** Start Data supplied **
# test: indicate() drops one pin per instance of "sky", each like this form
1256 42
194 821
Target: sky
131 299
** End Data supplied **
— Exercise brief —
Pick out each line of the data above that contains the string "indicate" and copy those lines in full.

— Problem solution —
# test: indicate() drops one pin per instance of "sky", each like this form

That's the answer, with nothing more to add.